Written request - In the text below about talking with a toddler, what does Larkin say in the park when her parent tosses a stick for her to run after?

[Text excerpt start]

Can I call time out on the serious for a moment and discuss how strange, how surprising, how hilarious it can be to talk with a two-and-three-quarters-year-old? Sometimes conversation with Larkin has this Abbott-and-Costello, "Who's on first?" quality. Other times it's way more Dada...as in the surreal, Tristan Tzara kind of Dada.

Usually she isn't trying to be funny. It's just the language machine, cranking into high gear in a child her age, producing backfires and wheeling around in wild circles. Does a toddler use language — or vice versa? Molly and I laugh ourselves silly.

Like at her dead-on mimicking of us. Finding my clothes draped on the purple chaise lounge she likes playing on, she scolds, "Dada, take this stuff away, and please don't leave your things on my couch!"

Sometimes a hilarious line comes from nowhere. "I smell skunk!" she will say, wrinkling her nose furiously. Or she'll prance into the living room, where Molly and I sit reading, and announce, in a suspicious sing-song, "There's something fishy going on around here..." Sometimes her observations are sadly true. In the park one day we sat on a bench and I played an idle game with a stick, tossing it and letting Larkin run after it. "This is like fetch!" she said, and indeed it was. When had I begun treating my daughter like a puppy?

[Text excerpt end]
[Excerpted records start]

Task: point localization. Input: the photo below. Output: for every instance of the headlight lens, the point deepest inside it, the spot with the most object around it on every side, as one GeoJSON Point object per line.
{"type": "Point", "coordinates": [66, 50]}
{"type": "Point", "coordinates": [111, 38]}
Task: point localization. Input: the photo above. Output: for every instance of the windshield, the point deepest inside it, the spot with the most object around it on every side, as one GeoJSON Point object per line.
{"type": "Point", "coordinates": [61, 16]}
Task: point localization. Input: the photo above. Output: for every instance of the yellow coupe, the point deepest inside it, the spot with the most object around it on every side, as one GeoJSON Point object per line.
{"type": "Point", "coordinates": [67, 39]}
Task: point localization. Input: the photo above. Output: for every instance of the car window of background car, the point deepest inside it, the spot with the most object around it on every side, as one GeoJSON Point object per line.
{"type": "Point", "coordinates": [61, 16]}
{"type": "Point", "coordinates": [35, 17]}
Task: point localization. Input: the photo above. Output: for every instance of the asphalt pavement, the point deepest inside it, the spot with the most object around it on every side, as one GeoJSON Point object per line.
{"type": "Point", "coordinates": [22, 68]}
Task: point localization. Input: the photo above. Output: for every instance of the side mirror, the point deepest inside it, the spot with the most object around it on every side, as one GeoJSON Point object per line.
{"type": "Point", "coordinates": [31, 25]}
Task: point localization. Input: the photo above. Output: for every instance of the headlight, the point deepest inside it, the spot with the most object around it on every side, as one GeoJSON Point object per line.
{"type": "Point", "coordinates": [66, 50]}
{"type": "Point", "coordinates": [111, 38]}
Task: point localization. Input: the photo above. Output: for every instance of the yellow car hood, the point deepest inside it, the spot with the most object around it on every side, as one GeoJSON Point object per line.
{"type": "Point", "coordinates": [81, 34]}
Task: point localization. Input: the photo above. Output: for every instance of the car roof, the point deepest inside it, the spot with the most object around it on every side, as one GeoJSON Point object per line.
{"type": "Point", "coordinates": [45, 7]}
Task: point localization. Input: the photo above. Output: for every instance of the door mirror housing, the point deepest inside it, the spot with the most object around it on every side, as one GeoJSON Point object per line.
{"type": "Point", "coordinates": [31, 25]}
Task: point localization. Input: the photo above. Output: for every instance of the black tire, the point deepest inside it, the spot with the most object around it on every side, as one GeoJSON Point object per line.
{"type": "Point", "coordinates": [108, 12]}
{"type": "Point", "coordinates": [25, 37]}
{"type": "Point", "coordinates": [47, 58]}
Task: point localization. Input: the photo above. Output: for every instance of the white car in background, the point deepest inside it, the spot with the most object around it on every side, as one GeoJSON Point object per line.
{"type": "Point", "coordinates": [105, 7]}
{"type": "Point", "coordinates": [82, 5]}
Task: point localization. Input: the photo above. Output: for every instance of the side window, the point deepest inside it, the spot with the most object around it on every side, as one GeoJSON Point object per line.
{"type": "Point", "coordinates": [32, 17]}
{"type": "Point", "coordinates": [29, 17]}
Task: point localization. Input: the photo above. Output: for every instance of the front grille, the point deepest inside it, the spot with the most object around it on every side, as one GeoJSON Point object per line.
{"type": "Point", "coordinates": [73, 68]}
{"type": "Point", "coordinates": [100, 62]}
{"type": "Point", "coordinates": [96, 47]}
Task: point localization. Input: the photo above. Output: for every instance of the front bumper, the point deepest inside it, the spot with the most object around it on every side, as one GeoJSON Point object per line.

[Excerpted records end]

Answer to this exercise - "This is like fetch!"